- _TASK BRIEF_: Word for word, return each entry that follows, with every image removed.

- _RECORDS PROVIDED_:
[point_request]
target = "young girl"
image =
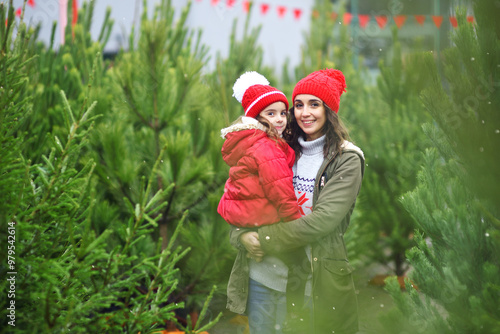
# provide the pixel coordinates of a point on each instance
(260, 190)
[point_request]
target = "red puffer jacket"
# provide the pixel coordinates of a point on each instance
(259, 190)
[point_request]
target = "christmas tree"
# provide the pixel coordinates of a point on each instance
(455, 205)
(390, 131)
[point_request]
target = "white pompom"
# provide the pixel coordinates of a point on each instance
(246, 80)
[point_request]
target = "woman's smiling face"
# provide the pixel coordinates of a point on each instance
(310, 115)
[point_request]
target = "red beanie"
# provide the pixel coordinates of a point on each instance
(252, 90)
(327, 85)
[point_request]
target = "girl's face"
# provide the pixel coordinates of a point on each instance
(276, 115)
(310, 115)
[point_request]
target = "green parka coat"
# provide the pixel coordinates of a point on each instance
(338, 182)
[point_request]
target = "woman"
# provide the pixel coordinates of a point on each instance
(327, 179)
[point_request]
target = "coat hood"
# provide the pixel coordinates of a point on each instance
(240, 136)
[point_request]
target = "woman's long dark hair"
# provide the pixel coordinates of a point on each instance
(334, 129)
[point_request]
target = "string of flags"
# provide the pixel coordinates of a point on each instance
(63, 11)
(347, 18)
(265, 9)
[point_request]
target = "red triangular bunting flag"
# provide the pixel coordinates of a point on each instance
(75, 12)
(281, 11)
(246, 6)
(297, 12)
(400, 20)
(363, 20)
(264, 8)
(453, 21)
(420, 19)
(437, 20)
(347, 18)
(381, 21)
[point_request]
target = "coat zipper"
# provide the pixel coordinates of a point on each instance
(317, 188)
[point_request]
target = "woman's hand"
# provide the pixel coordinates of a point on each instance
(252, 244)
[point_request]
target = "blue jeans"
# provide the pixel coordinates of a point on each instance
(266, 309)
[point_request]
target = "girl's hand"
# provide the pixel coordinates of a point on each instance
(252, 244)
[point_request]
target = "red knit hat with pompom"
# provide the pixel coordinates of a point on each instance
(327, 85)
(252, 90)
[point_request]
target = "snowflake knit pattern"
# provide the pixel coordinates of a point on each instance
(305, 170)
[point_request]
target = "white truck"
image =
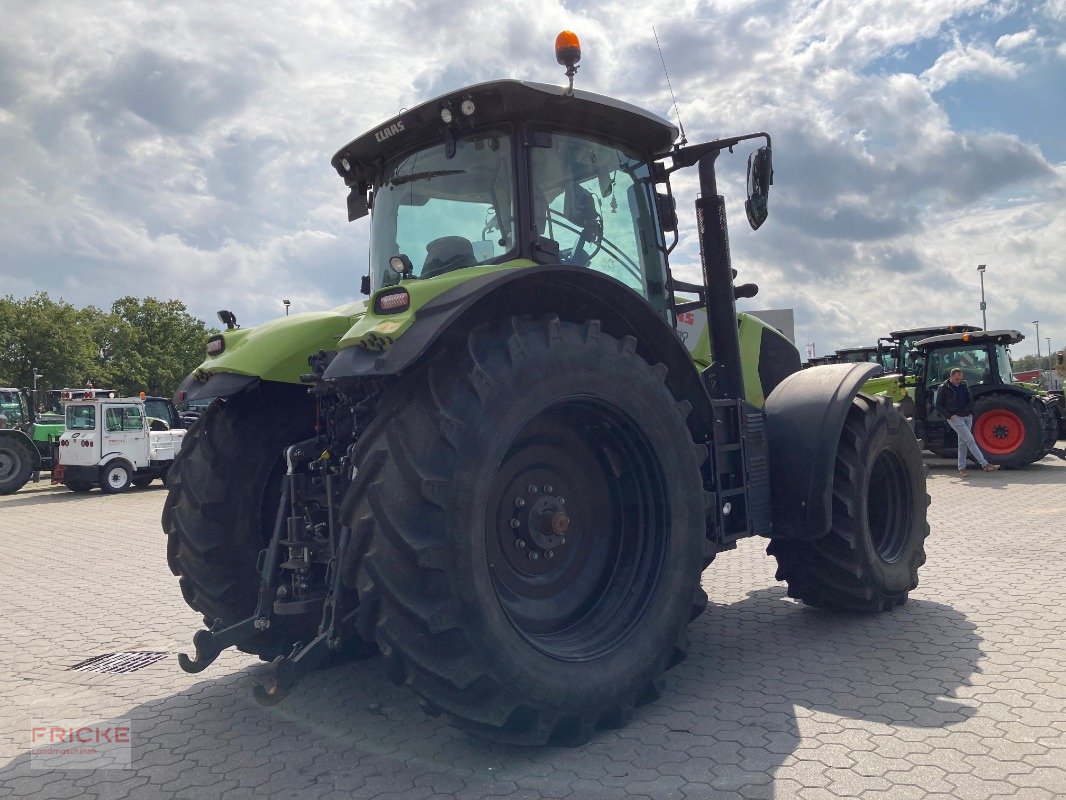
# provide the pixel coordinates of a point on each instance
(112, 444)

- _RESULT OF THE TASK_:
[point_request]
target = "young girl"
image =
# provide the pixel coordinates of a point on each instance
(260, 190)
[point_request]
target = "red puffer jacket"
# provide the pixel coordinates of a point on each instance
(259, 190)
[point_request]
target = "christmas tree"
# provide the pixel coordinates of a point on each instance
(455, 205)
(390, 131)
[point_request]
target = "white pompom"
# provide the pixel coordinates of a point on each instance
(246, 80)
[point_request]
target = "woman's smiling face"
# provide the pixel coordinates of a point on each instance
(310, 115)
[point_request]
target = "red beanie"
# provide the pixel coordinates of a point on each instance
(252, 90)
(327, 85)
[point_request]
target = "girl's face"
# provide the pixel coordinates of a point on each instance
(276, 115)
(310, 115)
[point_request]
target = "green parka coat"
# provide the pixel coordinates of a point on each instance
(338, 182)
[point_request]
target = "woman"
# provide the pixel coordinates of a point on each instance
(327, 179)
[point_request]
target = "coat hood"
# provide the pixel coordinates of a point on each instance
(240, 136)
[point_request]
target = "woman's long dark hair"
# provide the pixel coordinates of a point on each instance
(334, 129)
[point_request]
target = "string of flags"
# provide the pixel coordinates of a point on each instance
(63, 11)
(347, 18)
(265, 9)
[point_request]
target = "red triangular bunting flag"
# provide the pixel coordinates of a point on each instance
(75, 12)
(281, 11)
(246, 6)
(297, 12)
(400, 20)
(363, 20)
(264, 8)
(453, 21)
(420, 19)
(437, 20)
(347, 18)
(381, 21)
[point_request]
target = "coat zipper"
# provide the pixel coordinates of a point on each instance
(317, 188)
[point_request]
target = "woman's hand"
# provide the pixel coordinates of a point on each instance
(252, 244)
[point_request]
target = "blue jeans"
# provide the pixel coordinates of a point on each instance
(266, 309)
[point_request]
target = "girl's hand"
# provide the pixel coordinates of a point on each instance
(252, 244)
[point_request]
target = "red knit hat with pompom"
# provide the pixel coordinates of a point on each instance
(327, 85)
(252, 90)
[point_request]
target = "snowflake knit pattern"
# provide the pixel coordinates of a point on each instance
(305, 170)
[point_request]
target = "white truck"
image =
# provide the pixel coordinates of a point on each instance
(112, 444)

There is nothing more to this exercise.